ENTRIES
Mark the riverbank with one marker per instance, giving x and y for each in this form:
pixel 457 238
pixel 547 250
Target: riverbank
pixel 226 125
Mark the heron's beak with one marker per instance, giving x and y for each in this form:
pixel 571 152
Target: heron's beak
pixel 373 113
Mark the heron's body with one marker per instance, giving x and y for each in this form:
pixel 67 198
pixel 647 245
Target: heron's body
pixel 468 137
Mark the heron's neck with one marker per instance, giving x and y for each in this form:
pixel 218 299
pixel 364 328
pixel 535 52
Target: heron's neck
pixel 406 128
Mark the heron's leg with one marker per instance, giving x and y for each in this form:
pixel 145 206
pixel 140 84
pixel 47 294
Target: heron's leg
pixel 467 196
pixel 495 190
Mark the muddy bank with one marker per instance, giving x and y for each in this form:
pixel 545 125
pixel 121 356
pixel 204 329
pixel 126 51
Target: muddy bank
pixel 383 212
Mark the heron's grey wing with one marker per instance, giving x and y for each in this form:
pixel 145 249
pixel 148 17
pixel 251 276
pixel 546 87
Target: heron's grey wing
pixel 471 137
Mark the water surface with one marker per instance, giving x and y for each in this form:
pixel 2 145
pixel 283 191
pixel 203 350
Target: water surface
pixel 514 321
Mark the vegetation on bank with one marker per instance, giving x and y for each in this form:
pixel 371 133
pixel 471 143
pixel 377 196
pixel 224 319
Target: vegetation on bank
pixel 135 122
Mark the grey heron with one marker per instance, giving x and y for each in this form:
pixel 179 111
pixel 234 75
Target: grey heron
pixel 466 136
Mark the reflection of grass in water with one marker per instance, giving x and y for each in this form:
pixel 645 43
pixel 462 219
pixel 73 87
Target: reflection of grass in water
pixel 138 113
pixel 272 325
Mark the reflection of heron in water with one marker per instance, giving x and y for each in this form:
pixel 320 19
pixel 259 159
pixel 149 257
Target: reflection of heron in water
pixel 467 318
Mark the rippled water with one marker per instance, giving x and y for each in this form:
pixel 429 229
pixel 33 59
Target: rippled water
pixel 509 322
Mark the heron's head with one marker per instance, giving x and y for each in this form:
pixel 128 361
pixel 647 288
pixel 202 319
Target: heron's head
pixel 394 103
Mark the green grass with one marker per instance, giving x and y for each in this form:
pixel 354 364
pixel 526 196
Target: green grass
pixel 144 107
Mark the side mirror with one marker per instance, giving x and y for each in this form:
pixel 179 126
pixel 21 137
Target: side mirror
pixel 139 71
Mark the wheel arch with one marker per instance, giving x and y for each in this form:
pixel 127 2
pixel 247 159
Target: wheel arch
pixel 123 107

WHAT IS NEEDED
Can you rewrite all of the material above so that every "marker" becomes "dot", with nothing else changed?

WRITTEN ANSWER
Mark the riverbank with one dot per instance, giving x and y for each in this form:
pixel 457 238
pixel 547 250
Target: riverbank
pixel 226 125
Mark the heron's beak with one dot per instance, giving x and y for each in this form:
pixel 571 152
Target: heron's beak
pixel 373 113
Mark the heron's body with one dot per instance, giving x and y for each in this form:
pixel 67 198
pixel 647 245
Target: heron's body
pixel 468 137
Mark the heron's neck with one dot per instance, giving x and y for each in this form:
pixel 218 299
pixel 364 328
pixel 535 52
Target: heron's neck
pixel 406 128
Mark the heron's leg with one dot per instance, giving x and y for each in this form:
pixel 145 206
pixel 140 84
pixel 47 294
Target: heron's leg
pixel 467 196
pixel 495 190
Mark the muddy bank with one dot per instance, giving x and y for each in this form:
pixel 545 125
pixel 121 356
pixel 204 329
pixel 126 51
Target: muddy bank
pixel 383 212
Mark the heron's grey wing with one dot per instance, giving x and y for each in this form:
pixel 145 249
pixel 148 17
pixel 251 276
pixel 546 87
Target: heron's grey wing
pixel 471 137
Mark the water surface with one dot per instance, giving x and y for each in this form:
pixel 2 145
pixel 283 191
pixel 203 350
Target: water surface
pixel 514 321
Mark the vegetation on bank with one dot per instance, giving x and y for each in this form:
pixel 371 133
pixel 471 143
pixel 377 196
pixel 224 319
Target: vegetation on bank
pixel 135 122
Mark the grey heron with one dot per instance, giving x and y for each in this form:
pixel 179 111
pixel 234 75
Target: grey heron
pixel 466 136
Mark the reflection of grass in water with one dot per instance, giving x and y for each in this form:
pixel 645 43
pixel 462 219
pixel 73 87
Target: reflection of grass in water
pixel 138 113
pixel 272 325
Mark the reflection of heron in water with one dot per instance, giving x and y for each in this form:
pixel 320 19
pixel 259 159
pixel 149 257
Target: reflection of heron in water
pixel 467 318
Mark the rippled water with one dot per instance, giving x and y for each in this form:
pixel 429 229
pixel 33 59
Target: rippled water
pixel 509 322
Mark the heron's head with one dot per instance, giving x and y for each in this form:
pixel 128 361
pixel 647 288
pixel 202 319
Target: heron's head
pixel 394 103
Mark the green grass with one dot per instance, giving x and y for each in this form:
pixel 354 364
pixel 526 196
Target: green grass
pixel 144 107
Mark the side mirror with one dot per instance, giving x and y for each in this form:
pixel 179 126
pixel 21 137
Target: side mirror
pixel 139 71
Mark the wheel arch with one dot per instance, giving x and y for each in this form:
pixel 127 2
pixel 247 159
Target: wheel arch
pixel 123 107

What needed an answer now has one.